Por tanto, existen justificaciones estratégicas y normativas relevantes para que el gobierno de México defienda que se invite a todos los países de la región a la Cumbre de las Américas. No es ni una ocurrencia ni una defensa de las reprobables dictaduras de nuestro continente. Sin embargo, no valía la pena llevar esta defensa al extremo de que el presidente se negara a asistir a la Cumbre y a que lo hiciera de manera tan pública. México no tenía nada que ganar en materia de política exterior y sí algo que perder al antagonizar como lo hizo.
Que México se abstenga de participar en este foro interamericano con el más alto nivel de representación ni posiciona a nuestro país como líder regional ni amplía su margen de autonomía frente a Estados Unidos. Con respecto al primer punto, el gobierno federal ha buscado posicionar a México como el líder que impulsará la creación de un nuevo orden interamericano, sustituyendo a la OEA por otra organización regional a través de la cual haya –a la vez– mayor integración regional y mayor respeto a la soberanía de los países, y en la cual Estados Unidos no sea el país dominante. Más allá de si dicha sustitución es posible o deseable, resulta paradójico que el gobierno de México pretenda impulsar el interamericanismo minimizando el interamericanismo. Tanto las ideas mencionadas –a las cuales el canciller Marcelo Ebrard considera parte de “la doctrina López Obrador”– como la defensa de la participación de toda la región en la Cumbre de las Américas habrían resonado más en Los Ángeles, en boca del presidente de México. Un llamado así hicieron, por ejemplo, los presidentes Alberto Fernández de Argentina y Gabriel Boric de Chile, quienes decidieron asistir, pero en sus discursos señalaron que “el hecho de ser país anfitrión de la Cumbre no otorga la capacidad de imponer un ‘derecho de admisión’”, en el caso del primero, y que “la exclusión sólo fomenta el aislamiento y no da resultados”, en el caso del segundo.
En cambio, cuando en vez de tener un discurso articulado y propositivo se recurre a una serie de dimes y diretes a golpe de conferencias de prensa, más fácilmente se distorsiona el mensaje de fondo y se desacredita al interlocutor. Así, lo que pudo haber sido un planteamiento interesante sobre el futuro del interamericanismo y el papel de México en el mismo, terminó siendo una serie de acusaciones sobre una inexistente defensa de las dictaduras de la región y un ríspido intercambio con algunos actores clave del gobierno estadounidense.

PROBLEMA BREVE 1:
Responde según el artículo sobre la Cumbre de las Américas:
(a) ¿Qué organización busca sustituir el gobierno federal por otra organización regional?
(b) ¿Qué dos presidentes asistieron a la Cumbre y en sus discursos criticaron la exclusión de países?
(c) ¿En qué ciudad habrían resonado más esas ideas, en boca del presidente de México?
PROBLEMA BREVE 2: Prosigue, por favor, el artículo sobre la Cumbre de las Américas a partir del punto en que termina.

FILAS DADAS:
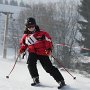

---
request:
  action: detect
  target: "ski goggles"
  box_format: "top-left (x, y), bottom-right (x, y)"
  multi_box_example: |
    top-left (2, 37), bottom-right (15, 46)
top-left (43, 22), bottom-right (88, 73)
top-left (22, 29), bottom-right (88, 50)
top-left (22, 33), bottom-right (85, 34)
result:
top-left (26, 25), bottom-right (35, 28)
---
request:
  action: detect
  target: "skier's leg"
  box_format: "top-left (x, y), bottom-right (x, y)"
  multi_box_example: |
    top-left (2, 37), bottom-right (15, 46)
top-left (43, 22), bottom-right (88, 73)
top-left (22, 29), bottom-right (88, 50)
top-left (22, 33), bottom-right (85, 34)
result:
top-left (27, 53), bottom-right (39, 86)
top-left (39, 56), bottom-right (65, 84)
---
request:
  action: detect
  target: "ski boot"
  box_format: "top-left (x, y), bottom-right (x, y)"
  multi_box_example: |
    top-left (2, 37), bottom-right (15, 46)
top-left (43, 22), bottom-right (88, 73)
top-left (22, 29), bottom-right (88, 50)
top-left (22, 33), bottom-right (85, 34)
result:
top-left (31, 77), bottom-right (40, 86)
top-left (58, 80), bottom-right (66, 89)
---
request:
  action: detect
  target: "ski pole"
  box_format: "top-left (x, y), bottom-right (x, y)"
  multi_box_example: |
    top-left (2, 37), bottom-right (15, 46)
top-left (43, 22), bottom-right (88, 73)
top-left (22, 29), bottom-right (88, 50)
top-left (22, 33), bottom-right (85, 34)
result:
top-left (51, 55), bottom-right (76, 79)
top-left (6, 54), bottom-right (20, 78)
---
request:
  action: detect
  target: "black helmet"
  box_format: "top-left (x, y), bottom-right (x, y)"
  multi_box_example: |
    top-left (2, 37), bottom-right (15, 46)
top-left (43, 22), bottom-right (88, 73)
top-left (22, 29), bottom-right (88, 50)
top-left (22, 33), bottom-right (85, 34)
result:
top-left (26, 17), bottom-right (36, 26)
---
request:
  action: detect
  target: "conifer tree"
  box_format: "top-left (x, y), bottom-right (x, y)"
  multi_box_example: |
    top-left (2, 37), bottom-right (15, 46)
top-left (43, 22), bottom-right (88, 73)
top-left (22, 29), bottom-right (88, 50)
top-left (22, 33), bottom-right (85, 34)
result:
top-left (78, 0), bottom-right (90, 56)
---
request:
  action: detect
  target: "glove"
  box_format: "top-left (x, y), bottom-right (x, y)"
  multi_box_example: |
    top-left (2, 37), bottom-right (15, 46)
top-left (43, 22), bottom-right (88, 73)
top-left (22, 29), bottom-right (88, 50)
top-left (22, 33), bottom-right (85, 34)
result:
top-left (45, 48), bottom-right (52, 56)
top-left (19, 48), bottom-right (25, 54)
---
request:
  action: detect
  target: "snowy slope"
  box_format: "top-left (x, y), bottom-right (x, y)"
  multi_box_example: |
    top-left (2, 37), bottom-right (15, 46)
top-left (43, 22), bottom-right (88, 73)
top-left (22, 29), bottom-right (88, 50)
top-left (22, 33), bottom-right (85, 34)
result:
top-left (0, 58), bottom-right (90, 90)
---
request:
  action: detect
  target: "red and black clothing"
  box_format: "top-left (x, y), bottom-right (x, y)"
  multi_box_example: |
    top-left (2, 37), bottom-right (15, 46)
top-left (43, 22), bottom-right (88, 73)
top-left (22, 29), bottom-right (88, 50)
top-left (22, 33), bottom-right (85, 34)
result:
top-left (20, 27), bottom-right (64, 82)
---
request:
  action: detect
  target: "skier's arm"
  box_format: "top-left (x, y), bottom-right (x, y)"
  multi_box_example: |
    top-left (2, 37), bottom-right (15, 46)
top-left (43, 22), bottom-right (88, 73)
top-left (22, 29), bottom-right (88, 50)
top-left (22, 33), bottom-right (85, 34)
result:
top-left (19, 34), bottom-right (27, 54)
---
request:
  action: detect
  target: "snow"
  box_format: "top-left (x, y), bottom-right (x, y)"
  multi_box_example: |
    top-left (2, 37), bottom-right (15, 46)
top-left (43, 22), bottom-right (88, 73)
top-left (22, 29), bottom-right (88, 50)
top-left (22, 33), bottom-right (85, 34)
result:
top-left (0, 57), bottom-right (90, 90)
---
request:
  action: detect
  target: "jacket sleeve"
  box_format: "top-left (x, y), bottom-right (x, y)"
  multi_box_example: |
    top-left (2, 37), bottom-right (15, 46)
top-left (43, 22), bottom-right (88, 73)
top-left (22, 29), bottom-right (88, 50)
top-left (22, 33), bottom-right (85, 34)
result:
top-left (19, 34), bottom-right (27, 53)
top-left (45, 32), bottom-right (53, 51)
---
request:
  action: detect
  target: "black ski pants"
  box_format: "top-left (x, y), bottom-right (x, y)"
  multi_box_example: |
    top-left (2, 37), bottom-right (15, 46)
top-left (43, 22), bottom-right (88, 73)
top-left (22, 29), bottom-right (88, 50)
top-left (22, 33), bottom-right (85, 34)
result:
top-left (27, 53), bottom-right (64, 82)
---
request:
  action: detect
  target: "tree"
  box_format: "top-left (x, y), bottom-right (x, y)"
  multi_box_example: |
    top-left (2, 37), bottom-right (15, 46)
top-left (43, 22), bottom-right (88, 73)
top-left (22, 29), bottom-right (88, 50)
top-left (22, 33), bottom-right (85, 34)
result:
top-left (20, 0), bottom-right (25, 7)
top-left (78, 0), bottom-right (90, 56)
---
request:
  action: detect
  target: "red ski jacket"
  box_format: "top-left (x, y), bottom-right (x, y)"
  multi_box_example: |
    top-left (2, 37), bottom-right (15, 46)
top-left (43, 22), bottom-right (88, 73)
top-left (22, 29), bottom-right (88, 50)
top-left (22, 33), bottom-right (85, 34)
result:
top-left (20, 31), bottom-right (52, 56)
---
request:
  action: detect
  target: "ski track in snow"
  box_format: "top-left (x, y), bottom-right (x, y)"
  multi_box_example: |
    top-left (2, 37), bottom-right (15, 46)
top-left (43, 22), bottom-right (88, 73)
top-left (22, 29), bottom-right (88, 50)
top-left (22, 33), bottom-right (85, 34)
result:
top-left (0, 59), bottom-right (90, 90)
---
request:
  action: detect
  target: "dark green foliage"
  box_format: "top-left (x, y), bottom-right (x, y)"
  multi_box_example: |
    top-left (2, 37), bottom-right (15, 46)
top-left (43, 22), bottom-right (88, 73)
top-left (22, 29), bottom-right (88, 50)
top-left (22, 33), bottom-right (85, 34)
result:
top-left (78, 0), bottom-right (90, 56)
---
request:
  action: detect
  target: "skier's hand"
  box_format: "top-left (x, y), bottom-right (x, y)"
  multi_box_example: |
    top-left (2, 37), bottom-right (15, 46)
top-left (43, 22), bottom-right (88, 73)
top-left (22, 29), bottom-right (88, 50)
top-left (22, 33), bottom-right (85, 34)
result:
top-left (18, 48), bottom-right (25, 54)
top-left (45, 48), bottom-right (52, 56)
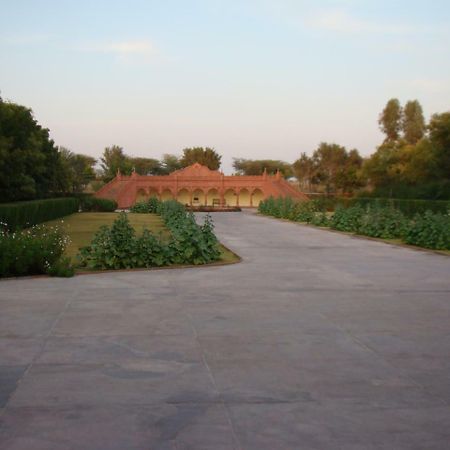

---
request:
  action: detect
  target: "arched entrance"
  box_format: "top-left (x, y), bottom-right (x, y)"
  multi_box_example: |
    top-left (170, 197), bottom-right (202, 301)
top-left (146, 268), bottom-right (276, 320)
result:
top-left (161, 189), bottom-right (174, 202)
top-left (206, 189), bottom-right (220, 206)
top-left (136, 189), bottom-right (147, 202)
top-left (223, 189), bottom-right (237, 206)
top-left (177, 189), bottom-right (191, 205)
top-left (252, 189), bottom-right (264, 208)
top-left (192, 189), bottom-right (205, 206)
top-left (148, 188), bottom-right (159, 198)
top-left (239, 189), bottom-right (250, 206)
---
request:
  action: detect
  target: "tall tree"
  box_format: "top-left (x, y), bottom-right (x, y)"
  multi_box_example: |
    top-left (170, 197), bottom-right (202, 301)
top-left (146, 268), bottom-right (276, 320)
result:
top-left (161, 153), bottom-right (183, 175)
top-left (313, 142), bottom-right (347, 193)
top-left (402, 100), bottom-right (426, 144)
top-left (233, 158), bottom-right (293, 178)
top-left (59, 147), bottom-right (97, 193)
top-left (181, 147), bottom-right (222, 170)
top-left (292, 153), bottom-right (315, 192)
top-left (428, 111), bottom-right (450, 180)
top-left (378, 98), bottom-right (402, 142)
top-left (0, 99), bottom-right (65, 202)
top-left (100, 145), bottom-right (133, 182)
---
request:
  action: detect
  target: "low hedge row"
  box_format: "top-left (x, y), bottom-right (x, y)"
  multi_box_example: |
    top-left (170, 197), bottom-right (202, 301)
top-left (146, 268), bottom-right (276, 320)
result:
top-left (80, 199), bottom-right (220, 269)
top-left (304, 196), bottom-right (450, 217)
top-left (259, 198), bottom-right (450, 250)
top-left (80, 195), bottom-right (117, 212)
top-left (0, 197), bottom-right (79, 231)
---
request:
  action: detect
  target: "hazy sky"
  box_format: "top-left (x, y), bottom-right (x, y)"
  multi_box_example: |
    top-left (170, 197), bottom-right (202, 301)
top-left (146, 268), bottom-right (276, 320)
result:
top-left (0, 0), bottom-right (450, 172)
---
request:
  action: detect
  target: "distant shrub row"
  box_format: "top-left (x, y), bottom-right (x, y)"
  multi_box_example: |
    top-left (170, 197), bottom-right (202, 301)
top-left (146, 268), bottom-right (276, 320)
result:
top-left (306, 197), bottom-right (450, 217)
top-left (0, 197), bottom-right (78, 231)
top-left (259, 197), bottom-right (450, 250)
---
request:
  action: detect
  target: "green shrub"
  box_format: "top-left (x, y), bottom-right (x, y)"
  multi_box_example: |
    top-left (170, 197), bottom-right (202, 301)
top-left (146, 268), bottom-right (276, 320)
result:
top-left (348, 198), bottom-right (450, 217)
top-left (130, 197), bottom-right (161, 214)
top-left (404, 211), bottom-right (450, 250)
top-left (0, 225), bottom-right (69, 277)
top-left (0, 197), bottom-right (79, 231)
top-left (79, 200), bottom-right (220, 269)
top-left (353, 207), bottom-right (408, 239)
top-left (80, 195), bottom-right (117, 212)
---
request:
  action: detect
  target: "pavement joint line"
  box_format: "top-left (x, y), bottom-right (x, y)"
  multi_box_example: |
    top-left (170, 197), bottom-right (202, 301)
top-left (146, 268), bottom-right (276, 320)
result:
top-left (319, 313), bottom-right (450, 406)
top-left (0, 292), bottom-right (76, 428)
top-left (185, 312), bottom-right (242, 450)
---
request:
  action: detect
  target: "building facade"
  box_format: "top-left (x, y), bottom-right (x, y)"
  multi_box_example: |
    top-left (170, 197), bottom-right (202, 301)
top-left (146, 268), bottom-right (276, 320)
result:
top-left (95, 163), bottom-right (308, 208)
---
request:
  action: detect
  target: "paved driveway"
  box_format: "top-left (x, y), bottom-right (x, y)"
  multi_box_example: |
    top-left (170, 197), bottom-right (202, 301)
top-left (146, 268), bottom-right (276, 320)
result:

RESPUESTA 1:
(a) La OEA.
(b) Alberto Fernández, de Argentina, y Gabriel Boric, de Chile.
(c) En Los Ángeles.

RESPUESTA 2:
Algo similar ocurre con el ejercicio de la autonomía de México en materia de política exterior. Es cierto que nuestro país tiene una larga historia de emplear los foros multilaterales para ejercer contrapesos frente a Estados Unidos. La relación entre ambos países es profundamente asimétrica, y los organismos multilaterales, donde los costos son más bajos que en otros espacios, le han servido a México a lo largo de la historia para plantear su autonomía en oposición a Estados Unidos. Esto se ha manifestado en forma de votos en sentido contrario al preferido por los gobiernos estadounidenses —por ejemplo, el mencionado voto sobre Cuba en la OEA— o a través del impulso a agendas de interés para México que serían aún más difíciles de negociar en el plano bilateral —como la negociación de una convención interamericana contra el tráfico ilícito de armas de fuego en los años noventa—. Así, la defensa de la participación de toda la región en la Cumbre de las Américas puede interpretarse como un valioso ejercicio de autonomía frente a Estados Unidos. Sin embargo, en diplomacia la forma es fondo, y vale la pena preguntarse si este ejercicio habría sido más persuasivo no a través del boicot de López Obrador y los chismes matutinos, sino con un presidente que, por ejemplo, diera un discurso contundente en la Cumbre sobre la agenda regional y otros temas de interés para México, y que se reuniera con la muy importante diáspora mexicana en Estados Unidos, a la cual interpela poco.
Con respecto a los costos de que el presidente López Obrador no haya asistido a la Cumbre, el gobierno de Biden parece estar dispuesto a no darle demasiada importancia. Tan es así que ambos mandatarios tendrán una reunión bilateral en julio de este año. Probablemente nunca sabremos qué tanto se vio afectada la buena voluntad de la contraparte estadounidense hacia el gobierno de México por este altercado. Eso sí, la inasistencia de López Obrador a la Cumbre de las Américas les ha dado más municiones para atacar a México a los sectores del Partido Republicano que han encontrado un rédito electoral en antagonizar con los gobiernos de nuestro país y con las y los mexicanos. Por ejemplo, el senador Marco Rubio no desperdició la oportunidad para señalar que el presidente López Obrador le ha entregado el país a los cárteles de drogas y que es un apologista de las dictaduras. El presidente también inició una muy explícita e innecesaria confrontación con el senador demócrata Robert Menendez por oponerse a la inclusión de Cuba en la Cumbre. Menendez preside el Comité de Relaciones Exteriores del Senado de Estados Unidos y bien podría ser un aliado de México. Aunque estos costos eran fácilmente evitables, es cierto que difícilmente cambiarán el rumbo de la relación bilateral.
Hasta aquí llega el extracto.